▸ THE PROBLEM
Please repeat every entry exactly as given, apart from dropping the images.

**** RECORDS PROVIDED

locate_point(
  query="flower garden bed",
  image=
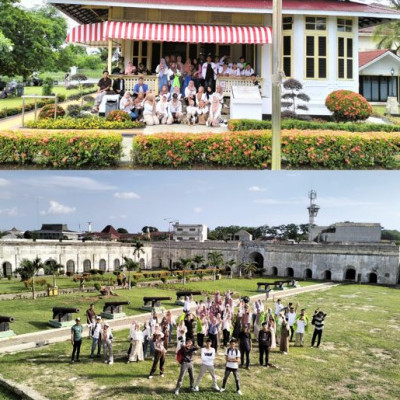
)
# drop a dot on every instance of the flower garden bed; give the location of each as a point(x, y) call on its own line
point(304, 149)
point(91, 122)
point(251, 124)
point(60, 150)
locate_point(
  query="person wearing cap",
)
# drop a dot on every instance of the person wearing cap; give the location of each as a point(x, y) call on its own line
point(96, 328)
point(232, 357)
point(207, 364)
point(76, 339)
point(264, 343)
point(106, 340)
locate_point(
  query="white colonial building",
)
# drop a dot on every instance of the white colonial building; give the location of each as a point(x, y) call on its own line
point(320, 37)
point(192, 232)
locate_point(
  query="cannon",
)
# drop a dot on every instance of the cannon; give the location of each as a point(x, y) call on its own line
point(154, 303)
point(263, 286)
point(5, 330)
point(62, 317)
point(113, 309)
point(180, 296)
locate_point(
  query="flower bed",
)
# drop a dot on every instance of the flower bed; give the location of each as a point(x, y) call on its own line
point(251, 124)
point(90, 122)
point(60, 150)
point(252, 149)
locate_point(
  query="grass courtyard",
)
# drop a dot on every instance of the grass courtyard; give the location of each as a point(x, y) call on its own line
point(358, 360)
point(33, 316)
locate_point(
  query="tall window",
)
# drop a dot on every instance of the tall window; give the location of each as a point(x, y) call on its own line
point(345, 48)
point(287, 45)
point(316, 48)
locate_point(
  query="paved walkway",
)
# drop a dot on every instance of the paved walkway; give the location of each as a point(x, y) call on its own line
point(43, 338)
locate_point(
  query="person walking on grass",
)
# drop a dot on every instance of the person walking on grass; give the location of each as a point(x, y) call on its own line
point(207, 364)
point(186, 353)
point(232, 357)
point(318, 321)
point(264, 343)
point(76, 339)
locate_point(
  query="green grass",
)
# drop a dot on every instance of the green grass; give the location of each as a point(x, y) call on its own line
point(33, 315)
point(358, 360)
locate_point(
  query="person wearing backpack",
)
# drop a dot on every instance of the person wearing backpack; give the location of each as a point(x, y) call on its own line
point(207, 364)
point(184, 356)
point(232, 357)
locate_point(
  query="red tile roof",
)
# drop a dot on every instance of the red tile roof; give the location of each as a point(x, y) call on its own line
point(365, 57)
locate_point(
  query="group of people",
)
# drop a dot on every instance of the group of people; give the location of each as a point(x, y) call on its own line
point(218, 321)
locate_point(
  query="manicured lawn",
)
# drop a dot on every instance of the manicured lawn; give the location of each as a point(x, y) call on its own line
point(33, 315)
point(358, 360)
point(32, 90)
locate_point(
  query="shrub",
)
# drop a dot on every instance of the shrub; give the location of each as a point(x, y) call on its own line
point(348, 106)
point(300, 149)
point(47, 86)
point(48, 112)
point(60, 150)
point(118, 115)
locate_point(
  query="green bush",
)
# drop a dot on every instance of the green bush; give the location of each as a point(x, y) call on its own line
point(89, 122)
point(348, 106)
point(300, 149)
point(47, 86)
point(252, 124)
point(60, 150)
point(48, 111)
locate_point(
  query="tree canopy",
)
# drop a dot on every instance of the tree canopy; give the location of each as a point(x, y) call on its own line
point(35, 35)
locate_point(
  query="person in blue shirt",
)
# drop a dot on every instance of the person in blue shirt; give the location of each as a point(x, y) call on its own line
point(140, 87)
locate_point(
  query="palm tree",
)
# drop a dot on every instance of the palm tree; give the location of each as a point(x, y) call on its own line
point(198, 260)
point(138, 249)
point(53, 266)
point(250, 268)
point(130, 265)
point(30, 269)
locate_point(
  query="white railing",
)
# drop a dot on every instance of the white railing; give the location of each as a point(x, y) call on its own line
point(228, 81)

********

▸ EXERCISE RESPONSE
locate_point(
  query="flower garden bed",
  image=
)
# drop a dot on every instance of the flower garden bed; give the location of each as a point(x, y) call on its own line
point(304, 149)
point(91, 122)
point(251, 124)
point(60, 150)
locate_point(
  query="person wearing cap",
)
# drop a dot on every instance of the person wearing cap; give the location of each as a point(x, y) call on its own line
point(96, 328)
point(232, 357)
point(207, 364)
point(76, 339)
point(264, 343)
point(106, 340)
locate_point(
  query="white colonial building",
)
# drop a dot on every instance of the white colonial building; give the location of each as a point(x, y) call on its own line
point(320, 37)
point(192, 232)
locate_point(
  query="cannon",
)
# drop a dot on every instance of the cannon; give the location of each as a point(x, y) call on its own line
point(154, 303)
point(263, 286)
point(5, 330)
point(62, 317)
point(113, 309)
point(180, 296)
locate_point(
  query="flower bed",
)
# drop a dot on every instance of the flower bed; give the location of each as a point(x, y) call on its own line
point(251, 124)
point(90, 122)
point(60, 150)
point(252, 149)
locate_point(
  query="grass courtyard",
)
# drop a dot on every instance of the grass courtyard; give the location of each as a point(x, y) call on its own line
point(358, 360)
point(33, 316)
locate_point(
  query="tall window",
)
# drop a dot on every instance of the tall window; give the location of each as a point(x, y) call on its own line
point(345, 48)
point(287, 45)
point(316, 48)
locate_point(
  query="paved walkway",
)
# drop a dot on every instance of the paved walkway; give the location of each as a point(x, y) call on its own line
point(43, 338)
locate_point(
  query="person walking on grass",
)
# drop a dot on every instance of the person walking on grass; give the location of each as a point(x, y) call on its own line
point(207, 364)
point(186, 353)
point(232, 357)
point(318, 321)
point(264, 343)
point(76, 339)
locate_point(
  query="green grass",
)
# drop a dot on every instance of the green grass; give the location of each as a point(x, y) call on its own line
point(33, 315)
point(358, 360)
locate_point(
  query="person wearing backpack",
)
# drop a dot on every instance of the person wearing backpack; give the location of each as a point(x, y) call on its own line
point(207, 364)
point(184, 356)
point(232, 357)
locate_point(
  query="red tile roof",
)
# drop a dot on every instance of the red tile roof; give the location of each as a point(x, y) call on its own line
point(365, 57)
locate_point(
  query="group of people",
)
# drop a dot on every instance of the group of people; give the location of each as a point(x, y) call on its own line
point(218, 321)
locate_point(
  query="manicured lawn",
)
# drop a dot on every instance of the manicured lawn; give the location of each as a point(x, y) call on its own line
point(33, 315)
point(358, 360)
point(32, 90)
locate_point(
  query="shrub",
)
# drop a dot on every instance of the shrub; give the location of each as a point(x, y) call on its own line
point(348, 106)
point(300, 149)
point(47, 86)
point(48, 112)
point(60, 150)
point(118, 115)
locate_point(
  query="green bush",
)
# drop a dot on every instance of the green bush; give the location of each as a point(x, y) call on its own line
point(89, 122)
point(348, 106)
point(300, 149)
point(47, 86)
point(252, 124)
point(60, 150)
point(48, 111)
locate_point(
  query="tree canopy",
)
# drop a dot on every instance of the tree canopy; give the location of each as a point(x, y) call on its own line
point(35, 35)
locate_point(
  query="person in blue shirt",
)
# drop a dot on every instance of the person in blue shirt; give the location of each as a point(x, y) call on its own line
point(140, 87)
locate_point(
  query="palm tree",
)
# drop a dot on every instance of the palm tree; give the location of each as a point(x, y) call on its own line
point(198, 260)
point(138, 249)
point(53, 266)
point(250, 268)
point(130, 265)
point(30, 269)
locate_point(
  query="white railing",
)
# drop a dot on every instance of the white railing; give the location of each as a point(x, y) call on its own line
point(228, 81)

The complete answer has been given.